Exercise details
Please locate each line in the entries below that contains the string "brown" and copy it. Case counts.

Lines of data
____________

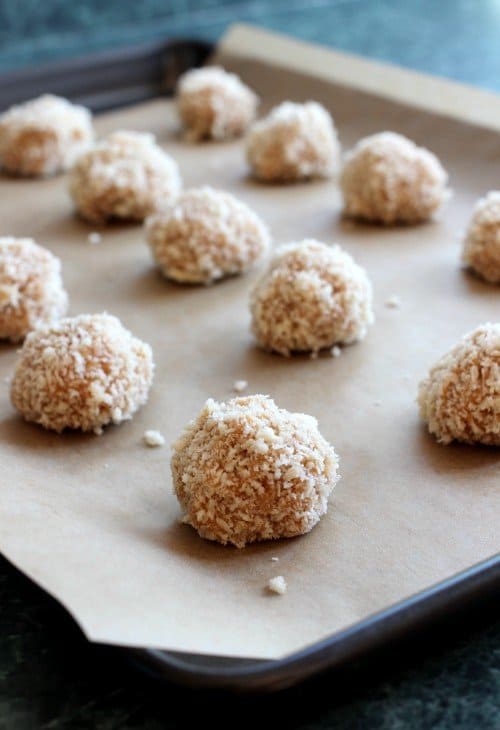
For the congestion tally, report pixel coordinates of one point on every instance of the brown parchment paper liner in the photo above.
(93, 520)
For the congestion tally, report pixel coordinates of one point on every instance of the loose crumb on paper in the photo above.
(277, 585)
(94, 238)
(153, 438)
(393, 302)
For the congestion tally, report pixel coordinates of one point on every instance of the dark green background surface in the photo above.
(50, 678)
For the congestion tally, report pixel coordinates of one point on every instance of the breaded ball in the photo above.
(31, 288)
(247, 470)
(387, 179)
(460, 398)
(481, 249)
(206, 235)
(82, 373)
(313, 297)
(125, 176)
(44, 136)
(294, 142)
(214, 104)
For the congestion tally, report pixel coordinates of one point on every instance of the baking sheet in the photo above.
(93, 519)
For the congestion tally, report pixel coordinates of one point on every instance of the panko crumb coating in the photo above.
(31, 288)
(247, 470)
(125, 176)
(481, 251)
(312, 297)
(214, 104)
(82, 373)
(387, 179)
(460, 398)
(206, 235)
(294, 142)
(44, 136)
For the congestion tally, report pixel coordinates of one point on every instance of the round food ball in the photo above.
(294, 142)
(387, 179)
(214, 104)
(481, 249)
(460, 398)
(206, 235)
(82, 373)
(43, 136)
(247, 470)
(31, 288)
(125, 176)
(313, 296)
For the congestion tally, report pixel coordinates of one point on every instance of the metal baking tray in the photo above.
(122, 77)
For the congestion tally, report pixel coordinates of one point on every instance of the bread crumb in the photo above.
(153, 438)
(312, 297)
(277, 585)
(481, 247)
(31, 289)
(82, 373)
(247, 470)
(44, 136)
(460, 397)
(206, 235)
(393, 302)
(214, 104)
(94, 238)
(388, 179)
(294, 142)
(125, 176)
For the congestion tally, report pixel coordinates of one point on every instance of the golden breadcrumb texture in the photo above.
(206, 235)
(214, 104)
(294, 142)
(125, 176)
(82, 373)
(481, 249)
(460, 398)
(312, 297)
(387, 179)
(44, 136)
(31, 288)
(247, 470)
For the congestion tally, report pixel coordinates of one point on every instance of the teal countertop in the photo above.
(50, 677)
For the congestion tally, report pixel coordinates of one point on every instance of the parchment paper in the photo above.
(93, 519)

____________

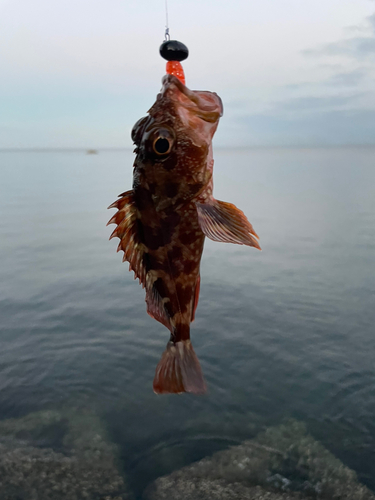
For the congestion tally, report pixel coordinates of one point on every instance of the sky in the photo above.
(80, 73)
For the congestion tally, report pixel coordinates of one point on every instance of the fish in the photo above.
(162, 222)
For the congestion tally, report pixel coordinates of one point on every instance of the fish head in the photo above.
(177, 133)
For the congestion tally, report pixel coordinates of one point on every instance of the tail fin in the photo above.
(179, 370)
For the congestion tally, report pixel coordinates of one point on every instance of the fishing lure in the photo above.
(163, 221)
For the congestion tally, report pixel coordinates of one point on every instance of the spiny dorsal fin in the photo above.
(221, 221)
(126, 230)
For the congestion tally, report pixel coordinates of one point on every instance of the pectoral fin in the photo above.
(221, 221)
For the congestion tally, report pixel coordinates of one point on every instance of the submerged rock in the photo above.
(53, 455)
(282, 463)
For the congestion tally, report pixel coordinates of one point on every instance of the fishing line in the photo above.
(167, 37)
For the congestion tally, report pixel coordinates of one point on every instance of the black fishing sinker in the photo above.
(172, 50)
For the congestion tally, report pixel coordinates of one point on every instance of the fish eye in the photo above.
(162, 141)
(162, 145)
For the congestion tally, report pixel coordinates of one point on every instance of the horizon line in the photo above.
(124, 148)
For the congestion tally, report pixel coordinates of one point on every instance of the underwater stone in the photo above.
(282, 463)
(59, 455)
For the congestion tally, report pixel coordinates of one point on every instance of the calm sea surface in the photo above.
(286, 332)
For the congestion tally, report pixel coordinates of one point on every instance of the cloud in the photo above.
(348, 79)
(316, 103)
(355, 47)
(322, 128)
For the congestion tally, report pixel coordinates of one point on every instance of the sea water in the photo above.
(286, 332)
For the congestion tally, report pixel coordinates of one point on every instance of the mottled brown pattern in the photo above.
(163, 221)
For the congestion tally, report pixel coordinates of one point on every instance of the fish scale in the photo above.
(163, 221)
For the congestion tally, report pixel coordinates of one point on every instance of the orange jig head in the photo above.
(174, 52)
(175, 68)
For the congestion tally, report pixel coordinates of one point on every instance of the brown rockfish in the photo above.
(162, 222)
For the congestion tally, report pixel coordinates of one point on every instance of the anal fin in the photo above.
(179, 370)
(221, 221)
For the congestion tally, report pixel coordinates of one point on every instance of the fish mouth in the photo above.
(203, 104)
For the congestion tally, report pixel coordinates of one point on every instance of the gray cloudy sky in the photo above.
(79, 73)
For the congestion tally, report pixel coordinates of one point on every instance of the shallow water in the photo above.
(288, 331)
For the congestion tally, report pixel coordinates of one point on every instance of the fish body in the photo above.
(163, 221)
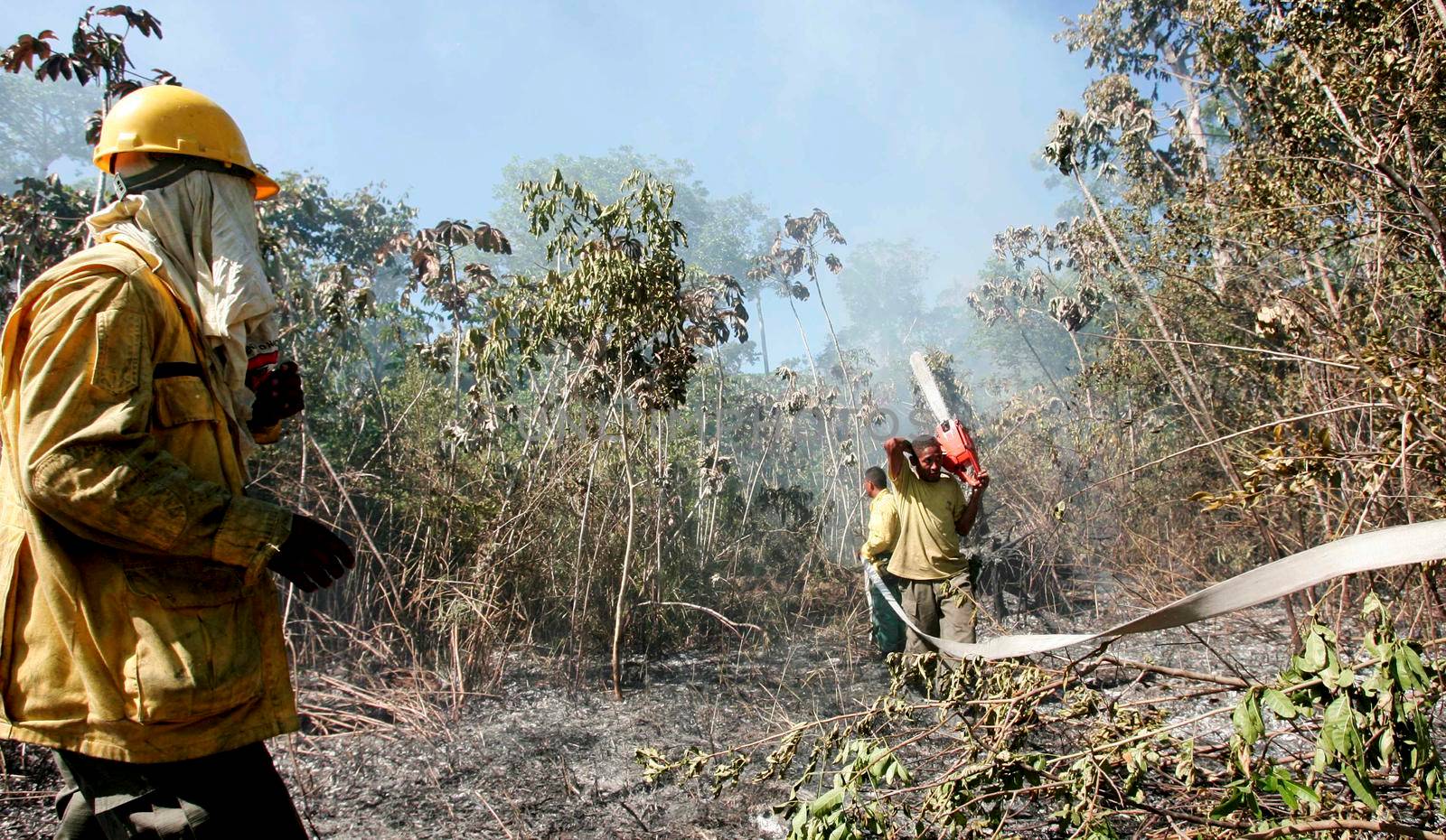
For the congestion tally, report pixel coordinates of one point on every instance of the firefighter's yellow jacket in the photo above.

____________

Task solution
For the congestion tally, report pixel coordinates of one point on every instance of the brown parchment paper liner in the photo above.
For the congestion tally, report pixel coordinates of one point on every instance of the mottled brown pattern in the photo above.
For the congestion tally, report pixel coordinates of one point on every instance of the brown rockfish in the photo above.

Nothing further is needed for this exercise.